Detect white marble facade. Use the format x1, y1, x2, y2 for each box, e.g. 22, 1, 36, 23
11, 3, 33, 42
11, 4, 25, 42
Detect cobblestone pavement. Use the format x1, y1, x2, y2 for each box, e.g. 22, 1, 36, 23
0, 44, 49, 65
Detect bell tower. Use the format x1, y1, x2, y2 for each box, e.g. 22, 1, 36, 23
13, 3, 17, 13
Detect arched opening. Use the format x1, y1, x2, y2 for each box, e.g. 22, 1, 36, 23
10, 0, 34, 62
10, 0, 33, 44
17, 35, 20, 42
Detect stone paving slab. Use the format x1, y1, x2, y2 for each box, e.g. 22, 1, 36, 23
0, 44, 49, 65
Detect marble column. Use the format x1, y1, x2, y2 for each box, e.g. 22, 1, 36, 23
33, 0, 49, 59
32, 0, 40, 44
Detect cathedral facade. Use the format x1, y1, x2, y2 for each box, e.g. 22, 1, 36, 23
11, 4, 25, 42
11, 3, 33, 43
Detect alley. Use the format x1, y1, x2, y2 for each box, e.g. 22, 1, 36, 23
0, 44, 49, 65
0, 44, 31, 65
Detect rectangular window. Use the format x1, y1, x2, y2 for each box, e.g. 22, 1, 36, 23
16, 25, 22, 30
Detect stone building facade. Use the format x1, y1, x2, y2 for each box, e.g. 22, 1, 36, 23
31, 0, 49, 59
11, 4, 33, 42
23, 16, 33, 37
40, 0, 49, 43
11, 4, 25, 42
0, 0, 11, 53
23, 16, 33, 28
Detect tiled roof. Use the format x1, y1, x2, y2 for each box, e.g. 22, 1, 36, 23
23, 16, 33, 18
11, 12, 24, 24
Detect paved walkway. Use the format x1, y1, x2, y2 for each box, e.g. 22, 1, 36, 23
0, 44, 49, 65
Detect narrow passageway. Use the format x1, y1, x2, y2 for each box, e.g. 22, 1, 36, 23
####
Extract every line above exactly as it stands.

Detect white marble facade. Use the format x1, y1, x2, y2 for each box, e.g. 22, 1, 36, 23
11, 3, 33, 42
11, 4, 25, 42
Detect cobblestone pavement. Use the format x1, y1, x2, y2 for each box, e.g. 22, 1, 36, 23
0, 44, 49, 65
Detect bell tower. Use the format x1, y1, x2, y2 for each box, e.g. 22, 1, 36, 23
13, 3, 17, 13
Detect arched opening. Use the format x1, y1, x2, y2 for each box, e.g. 22, 1, 36, 23
10, 0, 34, 62
10, 0, 33, 44
17, 35, 20, 42
Detect stone paving slab. Use the format x1, y1, x2, y2 for each box, e.g. 22, 1, 36, 23
0, 44, 49, 65
Detect marble column. Use the format x1, y1, x2, y2 for each box, e.g. 22, 1, 36, 23
33, 0, 49, 59
32, 0, 40, 44
Detect cathedral facade. Use the format x1, y1, x2, y2 for each box, e.g. 22, 1, 36, 23
11, 4, 25, 42
11, 3, 33, 43
Detect alley. Use the format x1, y1, x2, y2 for each box, e.g. 22, 1, 36, 23
0, 44, 49, 65
0, 44, 31, 65
Detect rectangular window. Use the format x1, y1, x2, y2 for each box, e.g. 22, 1, 36, 23
16, 25, 22, 30
Detect stone building facade. Use the format x1, y1, x2, y2 for each box, e.g. 22, 1, 36, 23
31, 0, 49, 59
11, 4, 33, 42
23, 16, 33, 37
40, 0, 49, 43
11, 4, 25, 42
0, 0, 11, 53
23, 16, 33, 28
Detect tiled roof. Use the format x1, y1, x2, y2 for each box, e.g. 22, 1, 36, 23
23, 16, 33, 18
11, 12, 24, 24
Detect paved walkway. Use the format x1, y1, x2, y2 for each box, e.g. 22, 1, 36, 23
0, 44, 49, 65
Detect narrow passageway. Use the format x1, y1, x2, y2 for each box, e.g. 22, 1, 36, 23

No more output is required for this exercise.